>> BEGIN THE INPUT
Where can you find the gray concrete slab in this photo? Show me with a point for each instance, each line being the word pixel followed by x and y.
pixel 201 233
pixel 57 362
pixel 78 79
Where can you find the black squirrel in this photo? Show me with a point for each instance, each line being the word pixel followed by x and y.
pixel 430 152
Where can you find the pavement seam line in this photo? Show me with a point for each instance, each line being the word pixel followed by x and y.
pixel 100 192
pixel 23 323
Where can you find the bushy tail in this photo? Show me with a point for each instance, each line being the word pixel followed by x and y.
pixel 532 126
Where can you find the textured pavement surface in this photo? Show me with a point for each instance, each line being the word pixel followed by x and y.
>> END THE INPUT
§ REQUEST
Copy out every one of the entries above word for word, keeping each on its own line.

§ PROBLEM SOLUTION
Where can you find the gray concrete slab in this photo? Show me with a point for each instance, each line being the word pixel followed by x and y.
pixel 201 233
pixel 57 362
pixel 78 79
Where can you find the black squirrel in this photo? Show me with a point for each instance, each line being the word pixel followed by x and y.
pixel 430 152
Where can you find the pavement seam line in this photo? Show me with a point for each instance, each line being the word pixel followed by x and y.
pixel 100 192
pixel 23 323
Where can you find the bushy tail in this photo? Show me with a point for each instance, each line being the word pixel followed by x and y.
pixel 532 126
Where can you find the textured pavement surface in this photo? Show me with a point for each instance, each line being the word pixel followed by x and y.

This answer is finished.